─── Source text

July 14 (Bloomberg) -- The MSCI World Index, the global benchmark for stocks in developed nations that tumbled into a bear market last week, may not stop falling until it reaches a three-year low, if history is any guide.

The measure of 1,742 companies in 23 markets slid 1.1 percent to 1,345.47 on July 11, bringing the loss since its October record to 20 percent. A decline of another 14 percent would match the average slump of seven bear markets since calculations on the index began in 1969, data compiled by Birinyi Associates Inc. and Bloomberg show.

Shares around the world dropped for six straight weeks, the longest streak since October 2002, as losses and writedowns at banks exceeded $400 billion, oil prices rose to a record and growing concerns about the health of Fannie Mae and Freddie Mac caused their stocks to plunge more than 60 percent. Companies in the Standard & Poor's 500 Index will report a 14 percent decline in second-quarter profits, according to estimates of analysts compiled by Bloomberg.

``It is unlikely we have seen the low point for equity markets,'' said Tony Dolphin, director of strategy and economics at Henderson Global Investors in London, which oversees about $125 billion. ``The next few months will see worse news on economic growth, profits and inflation, and worries about the financial sector are also likely to persist.''

Previous Bear Markets

The MSCI World's retreat has lasted 257 calendar days. In the seven previous bear markets, the index fell an average of 31 percent from its peak over 391 days, according to data from Birinyi Associates, the Westport, Connecticut-based research and money management firm founded by Laszlo Birinyi.

A similar drop would send the MSCI World down to about 1,160, a level it last closed below on July 8, 2005. The index at that point had advanced 64 percent from its previous bear- market low of 703.70 on Oct. 9, 2002.

The five-year bull market that ended on Oct. 31, 2007, was the MSCI World's third-longest, as the index posted a 139 percent gain over 1,848 days, data from Birinyi and Bloomberg show.

Stock indexes in Japan, France, Germany, Hong Kong, Australia, Switzerland and Italy already fell more than 20 percent from their highs -- the common definition of a bear market. The MSCI World passed the threshold last week after the S&P 500, the benchmark for American equities, and the U.K.'s FTSE 100 Index also entered bear markets.

Financial Shares Tumble

U.S. and British financial companies and homebuilders led the drop after the worst U.S. housing slump since the Great Depression drove bank losses related to subprime-contaminated securities to $410 billion and forced lenders to raise almost $325 billion. The MSCI World Financials Index slid 28 percent this year, the steepest decline among 10 industry groups.

Fannie Mae and Freddie Mac, which own or guarantee about half of the $12 trillion of U.S. mortgages, and Lehman Brothers Holdings Inc., once the biggest U.S. underwriter of mortgage bonds, lost about three-fourths of their value in 2008. Washington-based Fannie Mae slid 45 percent last week, while McLean, Virginia-based Freddie Mac sank 47 percent on concern they may require a bailout that would wipe out shareholders. New York-based Lehman declined 17 percent on July 11.

──────

- _Required task 1_: According to the article, how many calendar days has the MSCI World's retreat lasted?
The article and the listing are independent of each other.

─── Listing

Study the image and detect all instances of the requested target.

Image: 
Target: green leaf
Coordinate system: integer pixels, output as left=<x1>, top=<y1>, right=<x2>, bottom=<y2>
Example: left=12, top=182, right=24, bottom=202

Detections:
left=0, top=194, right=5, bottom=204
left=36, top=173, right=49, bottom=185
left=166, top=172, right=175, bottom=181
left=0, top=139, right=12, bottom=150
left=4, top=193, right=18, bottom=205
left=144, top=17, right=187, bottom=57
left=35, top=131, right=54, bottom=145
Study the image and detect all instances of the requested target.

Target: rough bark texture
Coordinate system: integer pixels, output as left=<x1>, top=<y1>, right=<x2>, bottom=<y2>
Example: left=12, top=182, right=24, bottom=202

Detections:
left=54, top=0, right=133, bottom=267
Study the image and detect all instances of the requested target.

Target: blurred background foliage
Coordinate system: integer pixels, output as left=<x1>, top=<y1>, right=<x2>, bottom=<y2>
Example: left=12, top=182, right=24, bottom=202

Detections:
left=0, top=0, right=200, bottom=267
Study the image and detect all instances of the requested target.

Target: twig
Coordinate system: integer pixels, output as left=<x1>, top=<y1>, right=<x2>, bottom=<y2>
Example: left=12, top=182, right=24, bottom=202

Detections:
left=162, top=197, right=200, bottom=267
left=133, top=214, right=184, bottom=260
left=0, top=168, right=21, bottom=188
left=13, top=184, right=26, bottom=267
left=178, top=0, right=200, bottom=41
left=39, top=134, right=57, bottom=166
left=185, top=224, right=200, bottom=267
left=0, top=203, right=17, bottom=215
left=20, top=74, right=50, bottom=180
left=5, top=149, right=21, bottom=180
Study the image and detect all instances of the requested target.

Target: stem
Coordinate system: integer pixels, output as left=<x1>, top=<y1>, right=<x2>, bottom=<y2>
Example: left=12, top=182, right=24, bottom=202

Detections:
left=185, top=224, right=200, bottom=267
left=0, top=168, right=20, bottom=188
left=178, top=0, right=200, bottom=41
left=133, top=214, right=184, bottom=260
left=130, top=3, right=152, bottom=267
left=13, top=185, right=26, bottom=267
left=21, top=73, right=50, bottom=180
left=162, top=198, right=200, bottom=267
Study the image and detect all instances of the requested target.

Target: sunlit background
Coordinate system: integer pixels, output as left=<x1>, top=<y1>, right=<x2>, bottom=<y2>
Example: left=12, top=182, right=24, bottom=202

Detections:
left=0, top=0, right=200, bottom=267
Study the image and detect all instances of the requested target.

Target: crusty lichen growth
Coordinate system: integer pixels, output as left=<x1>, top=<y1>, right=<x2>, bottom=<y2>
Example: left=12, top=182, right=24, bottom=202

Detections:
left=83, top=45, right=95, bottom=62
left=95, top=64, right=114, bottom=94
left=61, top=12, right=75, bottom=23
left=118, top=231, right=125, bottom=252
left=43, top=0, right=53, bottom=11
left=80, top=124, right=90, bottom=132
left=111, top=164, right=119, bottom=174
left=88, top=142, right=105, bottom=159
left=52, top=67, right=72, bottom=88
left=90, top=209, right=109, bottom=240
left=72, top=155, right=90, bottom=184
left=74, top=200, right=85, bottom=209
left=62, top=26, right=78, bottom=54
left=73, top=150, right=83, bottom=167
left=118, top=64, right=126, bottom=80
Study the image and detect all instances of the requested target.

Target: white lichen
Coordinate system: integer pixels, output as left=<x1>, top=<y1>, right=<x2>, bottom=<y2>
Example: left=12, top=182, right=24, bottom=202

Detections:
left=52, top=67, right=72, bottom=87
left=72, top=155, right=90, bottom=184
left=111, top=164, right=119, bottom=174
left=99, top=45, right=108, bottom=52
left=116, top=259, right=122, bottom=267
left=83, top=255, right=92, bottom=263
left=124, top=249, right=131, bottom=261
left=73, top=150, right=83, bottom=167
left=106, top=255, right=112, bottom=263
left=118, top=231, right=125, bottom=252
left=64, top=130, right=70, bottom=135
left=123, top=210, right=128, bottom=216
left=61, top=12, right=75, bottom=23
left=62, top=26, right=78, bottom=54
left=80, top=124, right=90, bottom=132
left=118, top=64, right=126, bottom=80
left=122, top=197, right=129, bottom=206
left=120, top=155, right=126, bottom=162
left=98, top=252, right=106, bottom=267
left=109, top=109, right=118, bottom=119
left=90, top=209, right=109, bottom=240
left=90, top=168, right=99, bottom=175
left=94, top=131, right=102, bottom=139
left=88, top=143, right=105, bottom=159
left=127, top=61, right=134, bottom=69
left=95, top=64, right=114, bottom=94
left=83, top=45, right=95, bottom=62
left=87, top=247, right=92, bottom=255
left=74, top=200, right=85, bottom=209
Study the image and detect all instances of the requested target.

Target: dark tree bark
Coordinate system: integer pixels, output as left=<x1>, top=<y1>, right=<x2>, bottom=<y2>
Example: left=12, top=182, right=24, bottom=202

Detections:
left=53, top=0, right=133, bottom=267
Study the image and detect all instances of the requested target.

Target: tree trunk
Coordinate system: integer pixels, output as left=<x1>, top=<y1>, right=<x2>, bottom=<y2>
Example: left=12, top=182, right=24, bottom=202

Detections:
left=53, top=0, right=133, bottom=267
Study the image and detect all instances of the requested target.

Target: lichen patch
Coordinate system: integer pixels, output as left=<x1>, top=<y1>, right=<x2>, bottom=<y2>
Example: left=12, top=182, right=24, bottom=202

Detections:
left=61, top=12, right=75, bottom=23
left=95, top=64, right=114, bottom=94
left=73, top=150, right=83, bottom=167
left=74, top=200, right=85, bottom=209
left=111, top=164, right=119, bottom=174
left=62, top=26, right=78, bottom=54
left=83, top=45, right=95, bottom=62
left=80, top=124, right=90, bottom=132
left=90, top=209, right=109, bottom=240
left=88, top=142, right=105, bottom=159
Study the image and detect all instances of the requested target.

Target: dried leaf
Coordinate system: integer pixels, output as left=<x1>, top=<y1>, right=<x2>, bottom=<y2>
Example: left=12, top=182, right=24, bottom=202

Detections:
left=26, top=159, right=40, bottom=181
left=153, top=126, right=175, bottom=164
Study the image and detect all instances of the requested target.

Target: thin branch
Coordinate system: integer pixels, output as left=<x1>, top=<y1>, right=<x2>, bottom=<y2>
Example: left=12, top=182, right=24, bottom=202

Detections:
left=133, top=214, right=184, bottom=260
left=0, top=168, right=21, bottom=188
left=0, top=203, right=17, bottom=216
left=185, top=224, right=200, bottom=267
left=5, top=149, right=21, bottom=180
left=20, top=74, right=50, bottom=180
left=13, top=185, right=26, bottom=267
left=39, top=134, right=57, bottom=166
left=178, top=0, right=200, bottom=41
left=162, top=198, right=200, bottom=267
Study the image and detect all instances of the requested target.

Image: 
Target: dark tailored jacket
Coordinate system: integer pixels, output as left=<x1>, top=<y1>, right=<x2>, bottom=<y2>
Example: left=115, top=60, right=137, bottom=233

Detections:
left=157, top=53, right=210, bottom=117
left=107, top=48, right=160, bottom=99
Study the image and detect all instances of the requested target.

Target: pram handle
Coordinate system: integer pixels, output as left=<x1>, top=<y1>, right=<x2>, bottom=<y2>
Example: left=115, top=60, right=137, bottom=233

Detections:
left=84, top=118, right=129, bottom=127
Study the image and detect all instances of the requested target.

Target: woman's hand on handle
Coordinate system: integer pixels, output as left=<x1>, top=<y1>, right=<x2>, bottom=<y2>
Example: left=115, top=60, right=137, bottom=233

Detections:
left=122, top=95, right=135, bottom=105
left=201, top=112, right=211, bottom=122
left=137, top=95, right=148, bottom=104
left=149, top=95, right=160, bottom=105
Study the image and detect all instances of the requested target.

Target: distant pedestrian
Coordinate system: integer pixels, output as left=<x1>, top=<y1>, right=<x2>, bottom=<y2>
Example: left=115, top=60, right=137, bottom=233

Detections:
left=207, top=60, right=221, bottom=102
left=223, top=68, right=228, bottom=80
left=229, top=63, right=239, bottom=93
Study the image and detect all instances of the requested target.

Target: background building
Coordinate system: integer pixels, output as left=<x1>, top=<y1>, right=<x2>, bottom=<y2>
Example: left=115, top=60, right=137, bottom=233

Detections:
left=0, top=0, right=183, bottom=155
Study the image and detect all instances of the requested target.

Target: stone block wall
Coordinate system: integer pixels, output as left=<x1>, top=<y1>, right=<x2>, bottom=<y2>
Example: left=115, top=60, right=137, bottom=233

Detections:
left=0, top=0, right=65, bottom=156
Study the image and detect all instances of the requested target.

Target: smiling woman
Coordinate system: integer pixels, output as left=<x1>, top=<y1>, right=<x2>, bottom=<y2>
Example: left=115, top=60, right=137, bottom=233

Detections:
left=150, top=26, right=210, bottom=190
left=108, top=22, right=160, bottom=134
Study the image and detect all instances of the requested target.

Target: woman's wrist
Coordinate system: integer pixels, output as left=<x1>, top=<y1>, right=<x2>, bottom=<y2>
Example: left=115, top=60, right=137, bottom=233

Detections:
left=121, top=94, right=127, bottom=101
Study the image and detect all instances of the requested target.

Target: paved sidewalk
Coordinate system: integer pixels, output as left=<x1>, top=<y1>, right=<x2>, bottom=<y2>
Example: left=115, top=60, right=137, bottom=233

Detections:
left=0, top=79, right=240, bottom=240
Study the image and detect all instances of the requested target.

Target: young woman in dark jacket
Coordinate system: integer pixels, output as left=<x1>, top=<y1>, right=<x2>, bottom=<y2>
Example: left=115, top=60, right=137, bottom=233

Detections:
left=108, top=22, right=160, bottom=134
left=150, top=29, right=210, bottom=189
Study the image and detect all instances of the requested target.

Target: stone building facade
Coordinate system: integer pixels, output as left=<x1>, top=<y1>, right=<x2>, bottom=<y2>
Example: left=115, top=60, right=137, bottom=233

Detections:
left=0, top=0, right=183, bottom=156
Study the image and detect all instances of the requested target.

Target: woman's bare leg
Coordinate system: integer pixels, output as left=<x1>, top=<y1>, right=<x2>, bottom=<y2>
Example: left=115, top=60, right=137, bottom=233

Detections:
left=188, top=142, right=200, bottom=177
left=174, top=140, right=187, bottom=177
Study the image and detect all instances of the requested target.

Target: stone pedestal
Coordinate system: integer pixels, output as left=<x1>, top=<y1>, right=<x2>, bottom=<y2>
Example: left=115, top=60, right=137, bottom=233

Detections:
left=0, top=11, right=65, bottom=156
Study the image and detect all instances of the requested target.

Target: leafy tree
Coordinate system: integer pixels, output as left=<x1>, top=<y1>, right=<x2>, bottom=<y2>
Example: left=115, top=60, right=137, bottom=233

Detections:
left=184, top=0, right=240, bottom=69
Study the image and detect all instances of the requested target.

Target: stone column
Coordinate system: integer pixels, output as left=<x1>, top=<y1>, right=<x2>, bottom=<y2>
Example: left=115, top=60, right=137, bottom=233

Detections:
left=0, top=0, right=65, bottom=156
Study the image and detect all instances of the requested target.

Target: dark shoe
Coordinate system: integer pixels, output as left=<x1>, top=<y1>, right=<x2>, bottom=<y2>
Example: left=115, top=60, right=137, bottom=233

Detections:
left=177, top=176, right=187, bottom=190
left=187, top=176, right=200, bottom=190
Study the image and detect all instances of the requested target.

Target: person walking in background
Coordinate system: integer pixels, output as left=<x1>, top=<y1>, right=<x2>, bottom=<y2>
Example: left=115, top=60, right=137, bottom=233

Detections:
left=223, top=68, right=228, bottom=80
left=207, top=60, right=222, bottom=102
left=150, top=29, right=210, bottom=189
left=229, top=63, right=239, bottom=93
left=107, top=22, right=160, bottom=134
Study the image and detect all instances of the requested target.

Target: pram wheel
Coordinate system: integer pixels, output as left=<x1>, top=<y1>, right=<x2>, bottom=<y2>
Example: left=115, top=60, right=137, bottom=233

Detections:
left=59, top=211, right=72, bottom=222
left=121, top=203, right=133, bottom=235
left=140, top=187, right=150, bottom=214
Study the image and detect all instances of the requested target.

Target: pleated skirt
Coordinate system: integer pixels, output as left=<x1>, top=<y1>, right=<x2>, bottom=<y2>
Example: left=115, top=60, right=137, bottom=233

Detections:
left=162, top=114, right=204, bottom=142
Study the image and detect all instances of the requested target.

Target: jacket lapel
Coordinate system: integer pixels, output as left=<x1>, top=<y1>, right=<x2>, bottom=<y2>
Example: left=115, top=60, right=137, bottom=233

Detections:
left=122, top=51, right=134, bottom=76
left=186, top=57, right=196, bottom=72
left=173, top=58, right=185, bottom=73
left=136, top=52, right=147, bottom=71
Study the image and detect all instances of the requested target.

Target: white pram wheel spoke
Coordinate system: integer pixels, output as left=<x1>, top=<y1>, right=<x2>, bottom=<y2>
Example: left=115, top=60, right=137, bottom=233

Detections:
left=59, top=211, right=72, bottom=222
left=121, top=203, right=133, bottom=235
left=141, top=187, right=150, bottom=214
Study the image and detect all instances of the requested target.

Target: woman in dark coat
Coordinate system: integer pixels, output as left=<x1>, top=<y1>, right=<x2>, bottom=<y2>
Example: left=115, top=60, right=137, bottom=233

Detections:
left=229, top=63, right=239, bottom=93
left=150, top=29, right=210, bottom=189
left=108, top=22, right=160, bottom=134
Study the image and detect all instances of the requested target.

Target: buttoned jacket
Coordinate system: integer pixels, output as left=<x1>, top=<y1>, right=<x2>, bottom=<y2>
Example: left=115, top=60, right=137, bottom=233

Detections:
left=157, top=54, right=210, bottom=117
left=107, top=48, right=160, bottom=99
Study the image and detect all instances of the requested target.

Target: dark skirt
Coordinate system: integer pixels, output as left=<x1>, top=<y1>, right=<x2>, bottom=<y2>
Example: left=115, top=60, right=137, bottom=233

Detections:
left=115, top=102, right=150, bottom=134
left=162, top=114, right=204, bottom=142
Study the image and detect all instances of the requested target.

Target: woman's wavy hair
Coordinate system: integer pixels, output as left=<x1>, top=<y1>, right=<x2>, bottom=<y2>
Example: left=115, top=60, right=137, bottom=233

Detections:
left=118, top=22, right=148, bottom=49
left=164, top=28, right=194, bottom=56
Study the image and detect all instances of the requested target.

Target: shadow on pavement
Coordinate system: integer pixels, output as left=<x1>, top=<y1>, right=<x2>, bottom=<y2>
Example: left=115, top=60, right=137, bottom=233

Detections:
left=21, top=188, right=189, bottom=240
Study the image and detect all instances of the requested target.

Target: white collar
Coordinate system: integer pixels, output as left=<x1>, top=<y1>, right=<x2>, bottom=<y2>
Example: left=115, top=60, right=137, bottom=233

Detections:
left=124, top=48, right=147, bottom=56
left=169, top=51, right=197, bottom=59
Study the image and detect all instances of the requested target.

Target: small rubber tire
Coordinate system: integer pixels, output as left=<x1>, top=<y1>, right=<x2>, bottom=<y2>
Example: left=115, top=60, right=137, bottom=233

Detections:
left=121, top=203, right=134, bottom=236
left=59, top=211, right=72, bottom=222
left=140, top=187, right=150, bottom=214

──────

- _Required task 2_: Pick out every line of the listing above that contains the string "pram", matching case exactly.

- _Task response 1_: 257 calendar days.

- _Task response 2_:
Target: pram handle
Target: pram wheel
Target: white pram wheel spoke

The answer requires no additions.